*** Begin section ***
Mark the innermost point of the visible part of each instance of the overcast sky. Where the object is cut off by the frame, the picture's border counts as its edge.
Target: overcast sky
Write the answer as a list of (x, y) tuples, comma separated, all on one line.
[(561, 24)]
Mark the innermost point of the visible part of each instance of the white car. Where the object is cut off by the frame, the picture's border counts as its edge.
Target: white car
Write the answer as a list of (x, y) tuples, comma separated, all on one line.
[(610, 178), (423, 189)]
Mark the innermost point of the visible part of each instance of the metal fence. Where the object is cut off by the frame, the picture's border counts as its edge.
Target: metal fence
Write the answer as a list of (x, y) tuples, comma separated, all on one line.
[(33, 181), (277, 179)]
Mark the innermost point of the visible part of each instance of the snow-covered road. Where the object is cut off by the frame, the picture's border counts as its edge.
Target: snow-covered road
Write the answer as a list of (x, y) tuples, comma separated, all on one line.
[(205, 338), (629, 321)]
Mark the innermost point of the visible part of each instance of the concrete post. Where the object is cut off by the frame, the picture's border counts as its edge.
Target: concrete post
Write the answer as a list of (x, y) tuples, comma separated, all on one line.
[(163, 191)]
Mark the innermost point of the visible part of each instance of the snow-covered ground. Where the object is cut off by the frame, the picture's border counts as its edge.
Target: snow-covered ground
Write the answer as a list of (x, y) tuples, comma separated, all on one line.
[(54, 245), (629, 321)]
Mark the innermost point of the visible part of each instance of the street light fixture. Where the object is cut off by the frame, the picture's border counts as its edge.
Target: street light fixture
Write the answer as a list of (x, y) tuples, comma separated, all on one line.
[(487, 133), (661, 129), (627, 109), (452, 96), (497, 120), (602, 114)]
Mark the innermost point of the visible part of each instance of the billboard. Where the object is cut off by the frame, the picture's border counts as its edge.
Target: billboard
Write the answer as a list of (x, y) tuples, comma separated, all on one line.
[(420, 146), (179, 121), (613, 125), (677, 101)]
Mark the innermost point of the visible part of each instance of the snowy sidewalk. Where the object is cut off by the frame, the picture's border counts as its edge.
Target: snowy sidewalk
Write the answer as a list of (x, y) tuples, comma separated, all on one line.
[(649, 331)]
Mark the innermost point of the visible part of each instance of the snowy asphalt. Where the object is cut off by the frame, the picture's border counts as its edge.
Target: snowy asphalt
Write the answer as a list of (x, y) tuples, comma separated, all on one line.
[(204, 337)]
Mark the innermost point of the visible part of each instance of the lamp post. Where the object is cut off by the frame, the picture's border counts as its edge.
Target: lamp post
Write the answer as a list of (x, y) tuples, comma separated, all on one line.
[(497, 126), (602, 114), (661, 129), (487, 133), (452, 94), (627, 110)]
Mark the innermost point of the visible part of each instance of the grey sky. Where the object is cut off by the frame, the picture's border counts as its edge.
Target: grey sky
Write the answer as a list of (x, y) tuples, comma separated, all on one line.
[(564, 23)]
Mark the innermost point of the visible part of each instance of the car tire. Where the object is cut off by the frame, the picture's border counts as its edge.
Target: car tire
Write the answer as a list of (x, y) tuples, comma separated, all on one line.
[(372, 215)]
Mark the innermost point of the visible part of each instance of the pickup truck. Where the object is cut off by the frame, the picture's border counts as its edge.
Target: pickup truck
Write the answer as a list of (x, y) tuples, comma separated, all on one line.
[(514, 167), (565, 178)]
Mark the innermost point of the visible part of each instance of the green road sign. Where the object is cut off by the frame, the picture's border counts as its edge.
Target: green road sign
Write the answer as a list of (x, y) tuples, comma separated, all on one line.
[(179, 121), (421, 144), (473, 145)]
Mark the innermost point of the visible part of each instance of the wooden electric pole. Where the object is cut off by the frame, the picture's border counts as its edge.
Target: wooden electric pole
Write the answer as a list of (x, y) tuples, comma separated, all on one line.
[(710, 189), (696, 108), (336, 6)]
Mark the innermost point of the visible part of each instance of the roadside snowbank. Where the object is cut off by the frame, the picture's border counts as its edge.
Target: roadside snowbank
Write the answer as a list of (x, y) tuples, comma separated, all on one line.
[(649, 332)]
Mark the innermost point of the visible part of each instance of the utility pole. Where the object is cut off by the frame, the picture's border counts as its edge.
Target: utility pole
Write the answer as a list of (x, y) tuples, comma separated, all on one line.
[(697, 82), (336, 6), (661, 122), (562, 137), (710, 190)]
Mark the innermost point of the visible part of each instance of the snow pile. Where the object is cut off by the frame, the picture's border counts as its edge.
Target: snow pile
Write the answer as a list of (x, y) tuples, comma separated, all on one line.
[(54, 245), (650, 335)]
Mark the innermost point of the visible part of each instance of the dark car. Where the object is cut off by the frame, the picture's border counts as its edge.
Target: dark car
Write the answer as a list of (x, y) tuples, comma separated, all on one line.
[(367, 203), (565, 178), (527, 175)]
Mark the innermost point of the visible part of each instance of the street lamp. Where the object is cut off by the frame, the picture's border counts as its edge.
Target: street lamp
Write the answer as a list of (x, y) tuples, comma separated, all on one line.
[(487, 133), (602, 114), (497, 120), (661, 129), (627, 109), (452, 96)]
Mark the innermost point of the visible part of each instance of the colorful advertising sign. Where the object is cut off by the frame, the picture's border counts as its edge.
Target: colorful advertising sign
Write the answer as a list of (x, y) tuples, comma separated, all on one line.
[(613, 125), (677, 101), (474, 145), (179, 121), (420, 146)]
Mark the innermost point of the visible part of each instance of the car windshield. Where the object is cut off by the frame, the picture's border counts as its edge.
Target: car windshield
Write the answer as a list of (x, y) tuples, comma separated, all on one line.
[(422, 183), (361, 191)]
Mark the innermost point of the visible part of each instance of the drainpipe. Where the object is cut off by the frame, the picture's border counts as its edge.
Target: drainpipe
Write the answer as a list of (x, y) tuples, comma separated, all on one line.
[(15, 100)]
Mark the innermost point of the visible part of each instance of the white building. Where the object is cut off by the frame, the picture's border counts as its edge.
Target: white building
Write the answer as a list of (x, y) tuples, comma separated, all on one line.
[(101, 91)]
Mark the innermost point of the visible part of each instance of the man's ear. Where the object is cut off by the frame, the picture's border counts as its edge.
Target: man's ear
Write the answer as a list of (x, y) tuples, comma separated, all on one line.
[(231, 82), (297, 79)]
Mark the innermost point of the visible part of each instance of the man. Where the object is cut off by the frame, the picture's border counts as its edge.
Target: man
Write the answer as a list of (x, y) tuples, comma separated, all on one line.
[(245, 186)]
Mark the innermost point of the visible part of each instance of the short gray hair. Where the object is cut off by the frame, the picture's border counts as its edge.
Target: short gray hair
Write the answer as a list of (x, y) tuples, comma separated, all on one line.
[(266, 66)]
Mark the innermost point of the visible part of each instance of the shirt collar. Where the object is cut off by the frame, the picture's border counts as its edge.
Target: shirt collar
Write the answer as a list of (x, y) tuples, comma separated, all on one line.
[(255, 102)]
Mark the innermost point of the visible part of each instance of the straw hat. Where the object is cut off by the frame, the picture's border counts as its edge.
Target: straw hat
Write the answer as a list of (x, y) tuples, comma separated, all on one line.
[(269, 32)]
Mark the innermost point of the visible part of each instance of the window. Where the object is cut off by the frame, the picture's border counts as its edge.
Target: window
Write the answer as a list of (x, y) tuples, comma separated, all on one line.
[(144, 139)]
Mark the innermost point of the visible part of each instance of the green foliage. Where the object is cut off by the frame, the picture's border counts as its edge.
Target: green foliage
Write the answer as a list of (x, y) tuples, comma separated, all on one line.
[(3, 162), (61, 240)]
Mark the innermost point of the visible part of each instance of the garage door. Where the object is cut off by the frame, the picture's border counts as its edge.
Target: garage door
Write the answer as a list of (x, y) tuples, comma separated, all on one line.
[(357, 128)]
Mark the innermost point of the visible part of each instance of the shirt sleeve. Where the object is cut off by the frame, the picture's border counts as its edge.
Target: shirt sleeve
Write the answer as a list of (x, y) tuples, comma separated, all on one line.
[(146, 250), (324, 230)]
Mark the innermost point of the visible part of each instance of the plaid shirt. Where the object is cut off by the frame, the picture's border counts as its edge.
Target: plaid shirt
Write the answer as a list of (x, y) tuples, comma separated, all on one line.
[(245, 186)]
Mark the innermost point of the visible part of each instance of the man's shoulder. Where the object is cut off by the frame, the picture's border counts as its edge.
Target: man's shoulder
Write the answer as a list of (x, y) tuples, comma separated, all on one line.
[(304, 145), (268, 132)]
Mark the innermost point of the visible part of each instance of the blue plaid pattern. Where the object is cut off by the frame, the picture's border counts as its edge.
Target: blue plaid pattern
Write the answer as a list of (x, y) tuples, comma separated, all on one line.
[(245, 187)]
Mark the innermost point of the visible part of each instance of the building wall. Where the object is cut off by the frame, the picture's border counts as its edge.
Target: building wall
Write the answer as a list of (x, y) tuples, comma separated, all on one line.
*** End section ***
EXERCISE -> Starting at the line that contains "the white building." and stopping after the line that contains "Target: shirt collar", write out every line exactly as it appears above, and no other line.

YOUR RESPONSE ->
Mark the innermost point of the visible part of each instance of the white building. Where the object is cut off by the frame, the picture's border counts as its edge.
Target: white building
Write the answer as a list of (x, y) tuples, comma separated, all on one line.
[(101, 91)]
Mark the innermost point of the visible part of each instance of the man's ear. Where the object is cut off by the frame, the picture's border counts as its edge.
Target: man's ear
Write the answer as a list of (x, y) tuples, comma separated, all on one line.
[(231, 82), (297, 79)]
Mark the innermost point of the visible part of each instance of the man. Where the object is cut off by the frame, the picture's border counts as its edge.
Target: man
Write the answer as a list of (x, y) tuples, comma separated, all on one line.
[(245, 186)]
Mark the innermost point of the visible part of each instance of the short gray hair. Where the object is cut off by the frame, the picture's border counts as its edge.
Target: short gray hair
Write the answer as a list of (x, y) tuples, comma separated, all on one line.
[(266, 66)]
Mark the innermost point of the visible part of each instance of the shirt collar. Where the object is cut off by the frame, the picture's border counts as its edge.
Target: shirt collar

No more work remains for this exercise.